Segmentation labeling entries
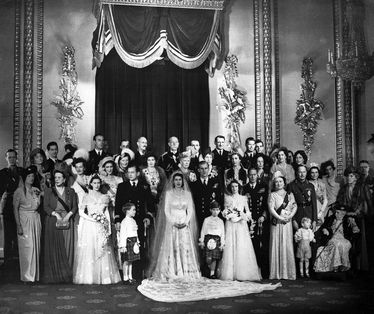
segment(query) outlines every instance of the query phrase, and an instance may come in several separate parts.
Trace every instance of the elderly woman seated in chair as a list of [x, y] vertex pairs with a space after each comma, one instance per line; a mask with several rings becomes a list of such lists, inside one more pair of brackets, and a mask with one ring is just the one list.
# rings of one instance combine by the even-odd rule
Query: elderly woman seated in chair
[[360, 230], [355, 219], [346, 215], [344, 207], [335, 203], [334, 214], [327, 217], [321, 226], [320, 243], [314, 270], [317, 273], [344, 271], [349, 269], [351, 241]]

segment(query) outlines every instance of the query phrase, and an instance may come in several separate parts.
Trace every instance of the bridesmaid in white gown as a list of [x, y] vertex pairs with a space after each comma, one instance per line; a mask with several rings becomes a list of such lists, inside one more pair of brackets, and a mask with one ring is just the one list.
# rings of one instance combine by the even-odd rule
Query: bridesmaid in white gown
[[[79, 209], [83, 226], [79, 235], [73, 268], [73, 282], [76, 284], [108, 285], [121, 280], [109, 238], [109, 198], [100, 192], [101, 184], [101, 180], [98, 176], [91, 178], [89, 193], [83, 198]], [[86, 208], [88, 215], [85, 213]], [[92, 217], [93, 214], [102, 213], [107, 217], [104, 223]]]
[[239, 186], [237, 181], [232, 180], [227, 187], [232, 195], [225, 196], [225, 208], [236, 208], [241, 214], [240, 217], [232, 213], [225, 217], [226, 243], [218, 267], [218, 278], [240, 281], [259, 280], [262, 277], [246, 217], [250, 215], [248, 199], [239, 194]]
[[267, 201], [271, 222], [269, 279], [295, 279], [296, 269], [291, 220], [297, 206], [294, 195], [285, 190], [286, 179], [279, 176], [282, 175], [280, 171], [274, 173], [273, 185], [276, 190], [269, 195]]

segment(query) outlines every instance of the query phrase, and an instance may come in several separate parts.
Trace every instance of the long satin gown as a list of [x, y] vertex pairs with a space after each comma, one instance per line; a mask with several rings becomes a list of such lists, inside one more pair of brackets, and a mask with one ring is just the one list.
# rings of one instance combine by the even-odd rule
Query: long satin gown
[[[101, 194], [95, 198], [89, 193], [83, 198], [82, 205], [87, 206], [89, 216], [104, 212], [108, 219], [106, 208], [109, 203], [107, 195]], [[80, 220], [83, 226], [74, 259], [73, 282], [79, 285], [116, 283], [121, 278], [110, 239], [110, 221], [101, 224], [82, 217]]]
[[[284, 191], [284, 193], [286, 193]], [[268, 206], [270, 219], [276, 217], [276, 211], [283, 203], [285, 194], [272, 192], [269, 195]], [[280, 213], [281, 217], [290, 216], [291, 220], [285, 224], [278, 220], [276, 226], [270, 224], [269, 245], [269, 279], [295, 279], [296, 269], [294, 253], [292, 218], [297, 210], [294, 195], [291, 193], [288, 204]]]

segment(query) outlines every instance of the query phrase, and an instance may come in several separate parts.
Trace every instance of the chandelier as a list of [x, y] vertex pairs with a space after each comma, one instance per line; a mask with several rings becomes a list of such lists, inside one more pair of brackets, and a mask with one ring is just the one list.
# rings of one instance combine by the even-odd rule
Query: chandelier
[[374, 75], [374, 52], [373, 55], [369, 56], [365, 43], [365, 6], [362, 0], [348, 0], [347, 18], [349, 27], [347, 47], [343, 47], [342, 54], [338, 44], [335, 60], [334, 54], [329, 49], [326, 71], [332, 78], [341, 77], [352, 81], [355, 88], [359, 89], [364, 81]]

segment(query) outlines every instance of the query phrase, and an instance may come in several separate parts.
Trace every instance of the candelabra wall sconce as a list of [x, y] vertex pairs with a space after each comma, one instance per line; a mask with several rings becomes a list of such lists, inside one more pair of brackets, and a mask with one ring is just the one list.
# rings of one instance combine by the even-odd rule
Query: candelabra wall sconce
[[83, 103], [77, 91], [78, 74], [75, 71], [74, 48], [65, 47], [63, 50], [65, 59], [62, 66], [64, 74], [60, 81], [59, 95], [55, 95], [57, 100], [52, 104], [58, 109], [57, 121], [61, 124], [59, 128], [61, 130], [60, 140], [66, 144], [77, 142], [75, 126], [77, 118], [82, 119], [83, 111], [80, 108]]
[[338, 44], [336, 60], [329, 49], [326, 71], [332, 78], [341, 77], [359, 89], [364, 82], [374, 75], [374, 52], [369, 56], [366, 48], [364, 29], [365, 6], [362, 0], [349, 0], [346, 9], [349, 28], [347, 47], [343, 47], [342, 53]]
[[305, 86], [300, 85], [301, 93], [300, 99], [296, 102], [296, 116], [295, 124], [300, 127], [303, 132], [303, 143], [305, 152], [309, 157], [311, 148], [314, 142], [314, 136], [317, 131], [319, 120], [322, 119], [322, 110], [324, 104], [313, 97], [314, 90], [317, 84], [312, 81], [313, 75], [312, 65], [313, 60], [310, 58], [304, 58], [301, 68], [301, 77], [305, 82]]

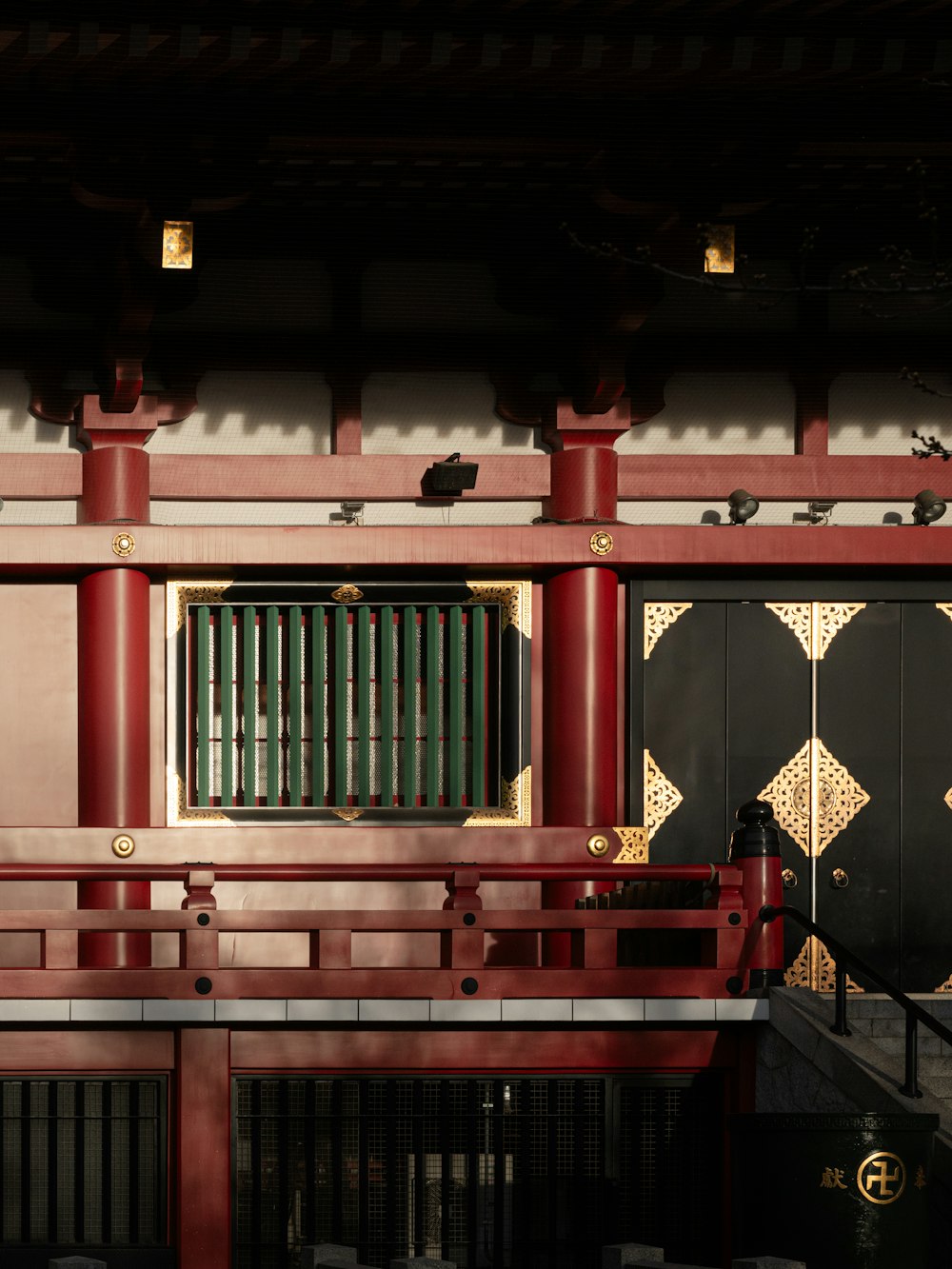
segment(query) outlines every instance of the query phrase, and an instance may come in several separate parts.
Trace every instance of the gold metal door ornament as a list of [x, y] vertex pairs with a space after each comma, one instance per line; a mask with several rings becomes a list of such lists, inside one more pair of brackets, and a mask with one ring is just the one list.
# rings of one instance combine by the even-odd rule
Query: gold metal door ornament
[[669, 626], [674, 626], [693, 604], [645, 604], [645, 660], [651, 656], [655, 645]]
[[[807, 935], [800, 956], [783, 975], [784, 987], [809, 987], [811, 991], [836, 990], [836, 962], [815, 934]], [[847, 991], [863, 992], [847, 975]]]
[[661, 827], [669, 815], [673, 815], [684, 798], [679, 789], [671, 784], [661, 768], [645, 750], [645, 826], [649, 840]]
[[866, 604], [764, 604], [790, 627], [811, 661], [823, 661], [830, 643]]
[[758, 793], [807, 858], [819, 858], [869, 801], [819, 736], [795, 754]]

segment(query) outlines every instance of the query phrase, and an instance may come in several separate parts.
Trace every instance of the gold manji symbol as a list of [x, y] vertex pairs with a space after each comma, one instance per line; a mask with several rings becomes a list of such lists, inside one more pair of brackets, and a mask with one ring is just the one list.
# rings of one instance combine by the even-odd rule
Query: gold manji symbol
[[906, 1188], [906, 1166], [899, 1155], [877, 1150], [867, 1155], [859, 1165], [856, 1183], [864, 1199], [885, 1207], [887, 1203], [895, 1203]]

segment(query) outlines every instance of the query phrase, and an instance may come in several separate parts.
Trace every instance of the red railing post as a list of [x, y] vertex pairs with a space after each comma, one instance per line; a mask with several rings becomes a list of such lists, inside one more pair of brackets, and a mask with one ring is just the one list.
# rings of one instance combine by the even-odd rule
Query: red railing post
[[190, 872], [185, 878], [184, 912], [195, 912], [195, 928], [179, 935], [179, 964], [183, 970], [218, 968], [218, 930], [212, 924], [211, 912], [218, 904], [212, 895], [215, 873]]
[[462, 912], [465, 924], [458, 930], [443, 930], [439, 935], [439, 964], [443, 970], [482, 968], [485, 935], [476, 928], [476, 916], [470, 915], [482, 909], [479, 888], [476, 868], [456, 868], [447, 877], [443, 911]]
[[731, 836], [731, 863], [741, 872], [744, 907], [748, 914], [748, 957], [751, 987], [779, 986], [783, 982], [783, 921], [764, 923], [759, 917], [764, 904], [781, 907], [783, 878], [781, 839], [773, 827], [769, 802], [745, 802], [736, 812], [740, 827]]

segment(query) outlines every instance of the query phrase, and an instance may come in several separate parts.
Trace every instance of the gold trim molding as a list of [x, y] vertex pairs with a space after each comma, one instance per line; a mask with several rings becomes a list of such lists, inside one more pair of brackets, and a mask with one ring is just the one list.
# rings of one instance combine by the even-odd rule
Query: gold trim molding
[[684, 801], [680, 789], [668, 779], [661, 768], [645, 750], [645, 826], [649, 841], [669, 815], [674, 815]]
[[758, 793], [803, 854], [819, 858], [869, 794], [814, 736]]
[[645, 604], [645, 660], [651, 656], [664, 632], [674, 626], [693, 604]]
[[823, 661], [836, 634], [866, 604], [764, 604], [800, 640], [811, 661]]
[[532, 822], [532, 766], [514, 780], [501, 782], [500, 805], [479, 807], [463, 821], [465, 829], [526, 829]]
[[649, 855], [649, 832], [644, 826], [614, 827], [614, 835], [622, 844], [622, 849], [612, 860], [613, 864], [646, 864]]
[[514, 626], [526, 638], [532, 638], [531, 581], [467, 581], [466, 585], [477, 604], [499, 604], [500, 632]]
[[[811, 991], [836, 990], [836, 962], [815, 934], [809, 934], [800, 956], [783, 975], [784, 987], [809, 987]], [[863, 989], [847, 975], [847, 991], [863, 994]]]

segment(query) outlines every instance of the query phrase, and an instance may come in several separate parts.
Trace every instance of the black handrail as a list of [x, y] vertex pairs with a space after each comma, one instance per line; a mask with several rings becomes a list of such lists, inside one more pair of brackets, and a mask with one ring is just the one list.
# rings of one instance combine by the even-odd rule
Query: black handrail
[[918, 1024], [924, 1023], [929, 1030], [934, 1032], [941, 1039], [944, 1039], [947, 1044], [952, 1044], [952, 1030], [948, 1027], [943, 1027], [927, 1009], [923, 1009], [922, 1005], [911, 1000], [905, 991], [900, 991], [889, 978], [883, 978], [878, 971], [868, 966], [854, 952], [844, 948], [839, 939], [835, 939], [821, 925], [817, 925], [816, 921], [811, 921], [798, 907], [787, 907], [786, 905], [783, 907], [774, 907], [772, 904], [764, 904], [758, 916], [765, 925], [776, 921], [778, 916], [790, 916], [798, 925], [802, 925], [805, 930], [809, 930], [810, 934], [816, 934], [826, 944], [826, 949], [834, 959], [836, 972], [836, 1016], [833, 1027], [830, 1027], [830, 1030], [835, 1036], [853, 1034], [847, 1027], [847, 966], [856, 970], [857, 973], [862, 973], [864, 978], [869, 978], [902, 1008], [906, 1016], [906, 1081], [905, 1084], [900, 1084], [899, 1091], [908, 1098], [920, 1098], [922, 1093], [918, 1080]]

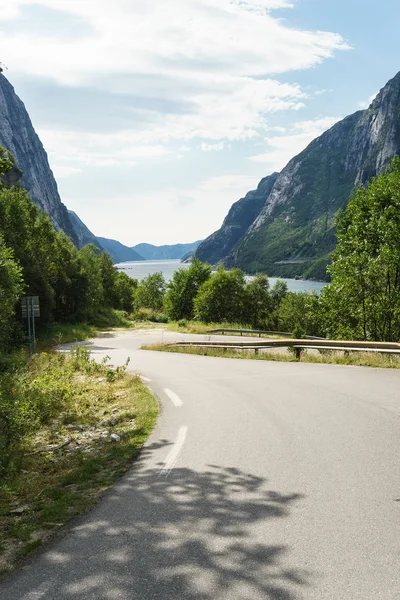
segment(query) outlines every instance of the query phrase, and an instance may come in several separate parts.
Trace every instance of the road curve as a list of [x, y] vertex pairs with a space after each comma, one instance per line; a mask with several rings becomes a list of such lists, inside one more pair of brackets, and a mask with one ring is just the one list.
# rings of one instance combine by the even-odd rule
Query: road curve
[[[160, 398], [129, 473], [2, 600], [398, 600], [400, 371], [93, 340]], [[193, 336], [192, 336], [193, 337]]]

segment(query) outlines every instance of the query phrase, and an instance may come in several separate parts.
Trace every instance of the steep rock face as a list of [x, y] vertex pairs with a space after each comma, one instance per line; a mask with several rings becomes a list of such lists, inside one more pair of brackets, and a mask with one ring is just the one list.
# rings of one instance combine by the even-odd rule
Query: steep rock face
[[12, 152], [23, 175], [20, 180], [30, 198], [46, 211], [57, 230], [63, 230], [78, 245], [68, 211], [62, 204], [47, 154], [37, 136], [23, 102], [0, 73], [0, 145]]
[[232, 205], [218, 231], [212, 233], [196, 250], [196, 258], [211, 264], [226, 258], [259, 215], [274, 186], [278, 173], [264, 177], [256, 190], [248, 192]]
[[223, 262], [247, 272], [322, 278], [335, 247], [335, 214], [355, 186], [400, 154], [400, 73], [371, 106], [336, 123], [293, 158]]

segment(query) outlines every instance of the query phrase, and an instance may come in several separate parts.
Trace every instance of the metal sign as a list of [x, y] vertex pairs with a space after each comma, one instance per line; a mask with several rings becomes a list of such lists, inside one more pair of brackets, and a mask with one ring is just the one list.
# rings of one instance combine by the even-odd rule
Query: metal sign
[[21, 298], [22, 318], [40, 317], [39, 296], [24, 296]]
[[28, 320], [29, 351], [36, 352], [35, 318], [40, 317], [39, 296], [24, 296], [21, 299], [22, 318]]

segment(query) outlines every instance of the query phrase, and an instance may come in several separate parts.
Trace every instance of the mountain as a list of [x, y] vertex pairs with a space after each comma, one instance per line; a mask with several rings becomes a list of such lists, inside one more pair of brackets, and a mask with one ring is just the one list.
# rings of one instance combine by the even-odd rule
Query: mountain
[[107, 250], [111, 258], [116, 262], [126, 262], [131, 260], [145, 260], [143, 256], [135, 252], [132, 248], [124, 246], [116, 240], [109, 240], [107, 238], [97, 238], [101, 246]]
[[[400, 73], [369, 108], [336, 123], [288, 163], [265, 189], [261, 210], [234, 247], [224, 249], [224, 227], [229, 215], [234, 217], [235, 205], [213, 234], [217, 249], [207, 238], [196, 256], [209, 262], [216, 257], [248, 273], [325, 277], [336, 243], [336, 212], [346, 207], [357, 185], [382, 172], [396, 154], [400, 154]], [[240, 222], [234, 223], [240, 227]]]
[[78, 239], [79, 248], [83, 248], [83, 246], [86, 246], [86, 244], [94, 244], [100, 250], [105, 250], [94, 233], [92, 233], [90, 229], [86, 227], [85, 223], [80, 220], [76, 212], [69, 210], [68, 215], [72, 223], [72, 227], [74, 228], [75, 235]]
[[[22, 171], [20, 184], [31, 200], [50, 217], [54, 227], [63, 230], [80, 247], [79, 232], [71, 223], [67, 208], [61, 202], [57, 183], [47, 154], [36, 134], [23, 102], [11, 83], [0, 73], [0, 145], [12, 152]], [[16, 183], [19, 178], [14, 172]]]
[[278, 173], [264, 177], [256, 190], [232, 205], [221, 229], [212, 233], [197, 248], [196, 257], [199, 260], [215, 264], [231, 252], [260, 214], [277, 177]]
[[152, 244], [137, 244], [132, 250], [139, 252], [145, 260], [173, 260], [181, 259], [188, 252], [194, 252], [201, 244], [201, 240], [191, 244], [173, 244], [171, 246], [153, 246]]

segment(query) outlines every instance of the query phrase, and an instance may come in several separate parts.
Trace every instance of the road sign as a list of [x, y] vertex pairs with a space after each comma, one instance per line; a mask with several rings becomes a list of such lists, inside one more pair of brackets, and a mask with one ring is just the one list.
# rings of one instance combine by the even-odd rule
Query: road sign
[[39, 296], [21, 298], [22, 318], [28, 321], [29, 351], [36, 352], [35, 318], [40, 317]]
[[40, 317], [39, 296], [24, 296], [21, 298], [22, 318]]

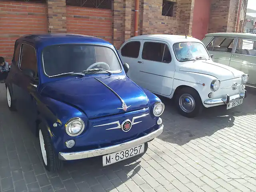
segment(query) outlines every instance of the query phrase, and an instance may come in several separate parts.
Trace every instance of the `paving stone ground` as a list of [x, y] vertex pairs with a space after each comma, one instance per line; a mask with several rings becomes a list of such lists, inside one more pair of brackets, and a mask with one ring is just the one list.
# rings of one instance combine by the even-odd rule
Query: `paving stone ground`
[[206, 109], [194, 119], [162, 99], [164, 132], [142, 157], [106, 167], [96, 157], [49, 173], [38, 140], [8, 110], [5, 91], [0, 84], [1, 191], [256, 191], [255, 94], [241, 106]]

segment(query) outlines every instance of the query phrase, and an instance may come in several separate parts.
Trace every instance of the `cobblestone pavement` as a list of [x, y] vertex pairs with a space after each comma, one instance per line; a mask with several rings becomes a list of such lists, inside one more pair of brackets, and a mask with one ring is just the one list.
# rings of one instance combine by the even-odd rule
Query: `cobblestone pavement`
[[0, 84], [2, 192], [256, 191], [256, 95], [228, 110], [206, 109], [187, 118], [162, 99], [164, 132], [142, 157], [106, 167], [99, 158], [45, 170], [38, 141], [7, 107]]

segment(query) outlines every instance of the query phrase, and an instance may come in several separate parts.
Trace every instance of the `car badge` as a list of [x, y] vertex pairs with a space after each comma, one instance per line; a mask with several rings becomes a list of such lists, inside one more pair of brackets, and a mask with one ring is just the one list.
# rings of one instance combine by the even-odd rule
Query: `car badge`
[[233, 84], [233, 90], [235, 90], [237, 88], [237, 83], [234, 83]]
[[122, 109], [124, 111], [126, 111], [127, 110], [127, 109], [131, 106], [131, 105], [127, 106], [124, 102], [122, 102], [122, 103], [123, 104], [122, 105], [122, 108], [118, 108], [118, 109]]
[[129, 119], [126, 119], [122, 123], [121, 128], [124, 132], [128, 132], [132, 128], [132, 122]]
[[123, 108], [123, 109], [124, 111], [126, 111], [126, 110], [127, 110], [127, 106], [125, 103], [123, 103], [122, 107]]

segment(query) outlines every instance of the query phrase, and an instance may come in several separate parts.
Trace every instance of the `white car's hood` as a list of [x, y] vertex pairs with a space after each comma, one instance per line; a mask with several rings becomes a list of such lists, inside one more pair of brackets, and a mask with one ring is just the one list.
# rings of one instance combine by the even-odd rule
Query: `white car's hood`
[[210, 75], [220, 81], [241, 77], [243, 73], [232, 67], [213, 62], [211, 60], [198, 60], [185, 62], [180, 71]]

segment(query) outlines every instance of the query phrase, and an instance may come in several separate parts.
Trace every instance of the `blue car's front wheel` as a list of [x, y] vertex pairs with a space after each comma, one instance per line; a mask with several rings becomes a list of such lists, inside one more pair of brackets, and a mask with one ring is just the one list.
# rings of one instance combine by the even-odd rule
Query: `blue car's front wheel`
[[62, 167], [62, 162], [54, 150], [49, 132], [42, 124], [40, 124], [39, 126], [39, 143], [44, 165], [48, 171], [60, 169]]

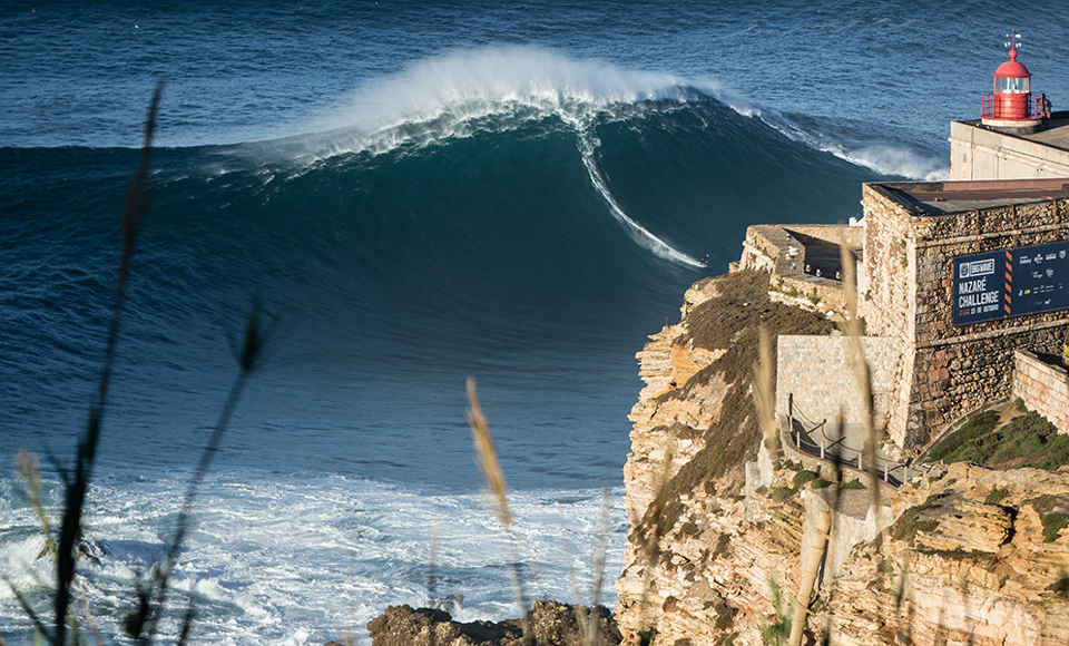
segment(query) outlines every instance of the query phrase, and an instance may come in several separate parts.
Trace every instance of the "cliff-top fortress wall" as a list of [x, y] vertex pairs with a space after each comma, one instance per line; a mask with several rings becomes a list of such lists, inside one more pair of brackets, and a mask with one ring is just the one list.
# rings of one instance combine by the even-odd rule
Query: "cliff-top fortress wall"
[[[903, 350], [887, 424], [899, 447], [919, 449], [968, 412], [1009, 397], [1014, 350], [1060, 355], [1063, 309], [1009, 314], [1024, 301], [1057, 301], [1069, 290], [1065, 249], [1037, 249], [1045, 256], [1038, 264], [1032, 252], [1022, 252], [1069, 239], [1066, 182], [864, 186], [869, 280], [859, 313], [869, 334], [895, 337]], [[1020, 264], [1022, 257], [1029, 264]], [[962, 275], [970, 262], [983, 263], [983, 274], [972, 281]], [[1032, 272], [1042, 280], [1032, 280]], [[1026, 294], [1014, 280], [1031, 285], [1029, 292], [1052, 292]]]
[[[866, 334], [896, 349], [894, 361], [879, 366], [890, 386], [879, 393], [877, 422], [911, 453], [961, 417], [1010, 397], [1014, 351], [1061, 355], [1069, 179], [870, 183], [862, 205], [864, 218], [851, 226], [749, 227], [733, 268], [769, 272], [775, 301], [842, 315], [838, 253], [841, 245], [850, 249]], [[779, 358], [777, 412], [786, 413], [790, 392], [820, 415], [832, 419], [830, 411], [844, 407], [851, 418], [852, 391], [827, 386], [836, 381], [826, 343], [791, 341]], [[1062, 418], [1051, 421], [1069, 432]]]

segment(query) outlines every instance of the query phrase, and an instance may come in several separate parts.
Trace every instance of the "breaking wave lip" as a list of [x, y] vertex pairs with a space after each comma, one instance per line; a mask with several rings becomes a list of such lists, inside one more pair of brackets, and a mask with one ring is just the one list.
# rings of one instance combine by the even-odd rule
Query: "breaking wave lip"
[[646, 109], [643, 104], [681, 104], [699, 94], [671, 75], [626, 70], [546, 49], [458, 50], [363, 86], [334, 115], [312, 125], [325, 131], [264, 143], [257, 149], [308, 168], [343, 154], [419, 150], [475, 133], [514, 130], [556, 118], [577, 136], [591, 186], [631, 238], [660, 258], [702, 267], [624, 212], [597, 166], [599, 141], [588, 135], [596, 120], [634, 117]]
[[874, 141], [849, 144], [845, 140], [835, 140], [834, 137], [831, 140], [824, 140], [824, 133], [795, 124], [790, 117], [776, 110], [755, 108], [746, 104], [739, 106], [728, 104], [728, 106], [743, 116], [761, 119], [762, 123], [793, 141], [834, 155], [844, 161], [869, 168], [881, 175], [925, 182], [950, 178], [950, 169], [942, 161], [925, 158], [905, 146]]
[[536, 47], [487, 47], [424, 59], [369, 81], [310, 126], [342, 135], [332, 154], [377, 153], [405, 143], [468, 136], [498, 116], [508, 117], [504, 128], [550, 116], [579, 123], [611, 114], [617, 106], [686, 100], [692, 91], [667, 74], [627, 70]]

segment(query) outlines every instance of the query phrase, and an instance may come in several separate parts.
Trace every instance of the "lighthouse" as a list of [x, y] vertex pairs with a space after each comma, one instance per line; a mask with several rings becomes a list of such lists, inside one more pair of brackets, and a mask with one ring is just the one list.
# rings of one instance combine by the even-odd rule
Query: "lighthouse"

_STATED PROBLEM_.
Return every line of the entries above that contains the string "lighthouse", matching case exactly.

_REPLY TO THE EXERCISE_.
Trace every instance of the "lighthouse" as a list of [x, y] vertex pairs with a space after each comma, one instance per line; a mask with several rings becomes a list of such lists, inside one more pair of brackets, and a mask with one ring is just the one list.
Query: "lighthouse"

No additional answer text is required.